• **EXTRACTED TEXT**:
It's only human to rejoice in our children's triumphs, no matter how small they may be, according to Dr. Brodlie. He encourages moms and dads to celebrate these moments privately, but agrees with Lowe's approach of showing grace and humility in front of other parents.
For her part, Thomas encourages new parents who attend her weekly playgroup to take the long view. Her first child, Colter, missed the 8-month milestone for crawling, then ended up walking at 11 months. Her younger child, Tayler, a dynamo in motor skills, consistently misses every deadline in the books for feeding. "My mantra has been, 'She's not going to go to college eating out of a jar,'" Thomas says. "I know we're going to get there eventually. It just takes time. And I try to help other parents see that too."
What's Really Important?
Baby books tend to overemphasize the importance of gross-motor milestones like crawling and walking, says Barbara Howard, M.D., an assistant professor of pediatrics at the Johns Hopkins University School of Medicine in Baltimore. Pediatricians are more interested in whether a baby is achieving the precursors to language and social skills. "Being able to understand and interact with others is what it means to be human," she says. Your pediatrician will look for these signs that your baby is coming along nicely both intellectually and socially.
At about: 8 weeks
Your baby should: Smile Responsively
At about: 8 weeks to 3 months
Your baby should: Take turns in a cooing game
At about: 6 to 8 months
Your baby should: Babble
At about: 8 months
Your baby should: Attempt to get mobile
At about: 8 to 10 months
Your baby should: React differently to strangers
At about: 9 months
Your baby should: Sit up
At about: 10 to 12 months
Your baby should: Play pattycake and wave bye-bye
Toward a Better Well-Baby Visit
At an ideal infant check-up, the doctor will perform these steps:
- A weigh-in, along with measurements of length and of head circumference. The doctor is more concerned with your child's overall rate of growth than with the baby's precise size at any one visit.
- A whole-body exam. Among the parts regularly assessed are a baby's heart, lungs, abdomen, skin, eyes, ears, nose, throat, teeth, nerves, muscles, genitals, and bones (particularly hips, for displacement).
- Vaccinations. The battery of inoculations that the American Academy of Pediatrics currently recommends is posted in the "You and Your Family" section at
- A developmental assessment. Some doctors ask parents to fill out a checklist. Others ask open-ended questions like "What great things is your baby doing since his last visit?" Additional routine diagnostics include the doctor making eye contact with and talking to the baby, as well as handing over a small object for her to grasp.
- A measure of family well-being. Some pediatricians observe the way Mom and Dad hold and comfort the infant as well as how they interact with each other. Some inquire outright. Barbara Howard, M.D., a developmental-behavioral pediatrician in Baltimore, likes to ask: "What's hardest about having (for example) a 6-month-old?"
- A question-and-answer session with parents. Good pediatricians value parents' observations and concerns.

• **WORK ITEM**: Repeat the passage on baby milestones and well-baby visits word for word, from "For her part, Thomas" up to and including "What's Really Important?". The data that comes after this text has nothing to do with it.

• **INPUT DATA**:

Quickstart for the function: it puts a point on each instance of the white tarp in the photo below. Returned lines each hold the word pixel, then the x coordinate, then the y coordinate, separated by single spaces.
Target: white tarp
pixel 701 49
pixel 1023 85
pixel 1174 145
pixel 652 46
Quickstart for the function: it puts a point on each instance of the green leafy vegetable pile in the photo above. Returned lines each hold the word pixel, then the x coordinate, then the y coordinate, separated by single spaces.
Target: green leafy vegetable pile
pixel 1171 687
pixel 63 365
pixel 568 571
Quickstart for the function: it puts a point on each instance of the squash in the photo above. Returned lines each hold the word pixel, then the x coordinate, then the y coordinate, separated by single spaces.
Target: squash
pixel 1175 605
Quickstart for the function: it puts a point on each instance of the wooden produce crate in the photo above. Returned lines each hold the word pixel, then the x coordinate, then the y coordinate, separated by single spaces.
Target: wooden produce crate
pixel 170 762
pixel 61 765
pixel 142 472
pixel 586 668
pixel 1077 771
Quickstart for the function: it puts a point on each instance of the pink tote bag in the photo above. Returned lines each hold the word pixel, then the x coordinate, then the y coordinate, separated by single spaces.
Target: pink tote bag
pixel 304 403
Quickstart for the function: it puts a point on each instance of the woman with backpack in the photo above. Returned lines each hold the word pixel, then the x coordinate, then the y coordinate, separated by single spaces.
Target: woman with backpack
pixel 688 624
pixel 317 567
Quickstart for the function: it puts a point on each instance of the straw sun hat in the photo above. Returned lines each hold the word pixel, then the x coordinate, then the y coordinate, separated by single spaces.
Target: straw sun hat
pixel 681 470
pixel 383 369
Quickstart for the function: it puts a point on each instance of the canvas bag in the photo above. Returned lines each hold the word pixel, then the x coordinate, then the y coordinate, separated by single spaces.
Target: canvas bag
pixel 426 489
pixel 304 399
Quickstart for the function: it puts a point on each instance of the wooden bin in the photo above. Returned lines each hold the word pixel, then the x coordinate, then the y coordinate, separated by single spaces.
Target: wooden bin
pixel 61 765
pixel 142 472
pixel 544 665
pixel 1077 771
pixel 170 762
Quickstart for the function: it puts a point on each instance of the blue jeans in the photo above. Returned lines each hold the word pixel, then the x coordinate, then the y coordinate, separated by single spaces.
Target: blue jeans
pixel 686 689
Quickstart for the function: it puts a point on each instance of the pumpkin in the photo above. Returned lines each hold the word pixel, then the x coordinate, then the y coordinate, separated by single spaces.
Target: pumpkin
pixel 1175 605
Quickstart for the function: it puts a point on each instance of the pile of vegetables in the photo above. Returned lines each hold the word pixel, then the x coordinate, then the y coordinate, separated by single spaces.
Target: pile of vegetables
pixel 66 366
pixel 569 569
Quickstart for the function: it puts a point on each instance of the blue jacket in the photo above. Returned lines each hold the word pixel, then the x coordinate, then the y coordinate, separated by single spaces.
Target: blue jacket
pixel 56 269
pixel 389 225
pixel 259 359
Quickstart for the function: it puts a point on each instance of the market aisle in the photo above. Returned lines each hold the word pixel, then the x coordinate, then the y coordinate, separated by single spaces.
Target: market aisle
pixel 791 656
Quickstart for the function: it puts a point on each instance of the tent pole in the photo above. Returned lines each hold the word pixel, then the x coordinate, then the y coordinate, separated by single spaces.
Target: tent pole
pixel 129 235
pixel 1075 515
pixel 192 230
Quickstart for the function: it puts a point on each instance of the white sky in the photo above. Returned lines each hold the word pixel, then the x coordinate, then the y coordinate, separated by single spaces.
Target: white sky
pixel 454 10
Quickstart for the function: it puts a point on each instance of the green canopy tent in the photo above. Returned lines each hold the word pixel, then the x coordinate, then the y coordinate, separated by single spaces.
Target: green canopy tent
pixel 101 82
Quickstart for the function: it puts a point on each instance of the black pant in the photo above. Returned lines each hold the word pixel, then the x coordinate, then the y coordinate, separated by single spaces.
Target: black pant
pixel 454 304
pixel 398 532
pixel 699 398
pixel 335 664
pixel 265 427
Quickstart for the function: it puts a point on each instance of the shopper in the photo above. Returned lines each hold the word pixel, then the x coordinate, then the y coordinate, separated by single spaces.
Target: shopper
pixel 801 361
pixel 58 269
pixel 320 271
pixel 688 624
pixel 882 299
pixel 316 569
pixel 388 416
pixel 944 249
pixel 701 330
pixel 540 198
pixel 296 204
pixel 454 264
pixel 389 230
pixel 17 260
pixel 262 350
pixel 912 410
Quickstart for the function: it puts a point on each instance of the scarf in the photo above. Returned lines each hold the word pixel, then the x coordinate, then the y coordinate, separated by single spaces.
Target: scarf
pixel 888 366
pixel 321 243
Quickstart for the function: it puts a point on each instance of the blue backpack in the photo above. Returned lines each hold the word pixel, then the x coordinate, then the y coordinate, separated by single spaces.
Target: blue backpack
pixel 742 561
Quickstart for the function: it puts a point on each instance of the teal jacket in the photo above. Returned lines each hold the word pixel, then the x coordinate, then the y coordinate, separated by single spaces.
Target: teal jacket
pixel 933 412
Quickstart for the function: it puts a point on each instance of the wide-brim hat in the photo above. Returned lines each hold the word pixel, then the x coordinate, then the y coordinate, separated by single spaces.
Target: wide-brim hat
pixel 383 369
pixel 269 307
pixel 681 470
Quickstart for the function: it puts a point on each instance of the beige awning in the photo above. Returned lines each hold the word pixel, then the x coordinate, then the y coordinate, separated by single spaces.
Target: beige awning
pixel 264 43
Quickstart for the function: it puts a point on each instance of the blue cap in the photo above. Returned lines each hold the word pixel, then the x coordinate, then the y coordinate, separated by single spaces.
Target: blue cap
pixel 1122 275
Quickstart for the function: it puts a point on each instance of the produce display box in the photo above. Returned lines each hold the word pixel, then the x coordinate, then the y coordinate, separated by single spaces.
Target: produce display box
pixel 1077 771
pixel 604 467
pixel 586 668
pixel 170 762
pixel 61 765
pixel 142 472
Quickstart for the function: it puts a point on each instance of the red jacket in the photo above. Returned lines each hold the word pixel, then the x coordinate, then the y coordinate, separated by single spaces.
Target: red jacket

• **REPLY TO THE EXERCISE**:
For her part, Thomas encourages new parents who attend her weekly playgroup to take the long view. Her first child, Colter, missed the 8-month milestone for crawling, then ended up walking at 11 months. Her younger child, Tayler, a dynamo in motor skills, consistently misses every deadline in the books for feeding. "My mantra has been, 'She's not going to go to college eating out of a jar,'" Thomas says. "I know we're going to get there eventually. It just takes time. And I try to help other parents see that too."
What's Really Important?